### Dataset
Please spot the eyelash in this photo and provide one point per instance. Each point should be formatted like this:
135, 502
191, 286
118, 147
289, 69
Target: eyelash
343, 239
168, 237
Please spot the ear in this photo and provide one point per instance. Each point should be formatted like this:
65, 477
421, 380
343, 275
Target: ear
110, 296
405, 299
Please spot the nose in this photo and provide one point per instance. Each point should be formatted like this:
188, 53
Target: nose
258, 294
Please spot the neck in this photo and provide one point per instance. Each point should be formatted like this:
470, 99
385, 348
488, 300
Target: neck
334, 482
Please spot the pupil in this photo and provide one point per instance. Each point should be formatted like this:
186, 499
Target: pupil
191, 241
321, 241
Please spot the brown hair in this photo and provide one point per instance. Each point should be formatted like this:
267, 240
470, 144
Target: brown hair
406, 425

### Written exercise
Copy out every item above word for word, keeping each line as it appears.

### Finished exercise
Please spot the eyelash in this photo and provide one point per instance. Each point should be formatted like this:
135, 502
191, 286
118, 147
289, 69
Target: eyelash
343, 239
168, 237
Please spot the ear in this photo and provide one point per instance. Each point should be formatted like this:
65, 477
421, 380
343, 275
Target: ear
110, 296
405, 299
Please spot the nose in this photo and provide one point per instance. Each point should be formatted like this:
188, 53
Target: nose
258, 294
Please spot the neck in this photo and provide one point per instance. Each point should be formatted like this:
470, 99
385, 348
488, 300
Target: neck
334, 482
Please spot the pupil in this photo and provide one point per instance. Each point should be formatted like this:
186, 499
Target: pupil
191, 241
321, 241
Please spot the brown hair in this photo and provide one point per instance. Each point should be formatted like this:
267, 240
470, 144
Target: brown hair
406, 425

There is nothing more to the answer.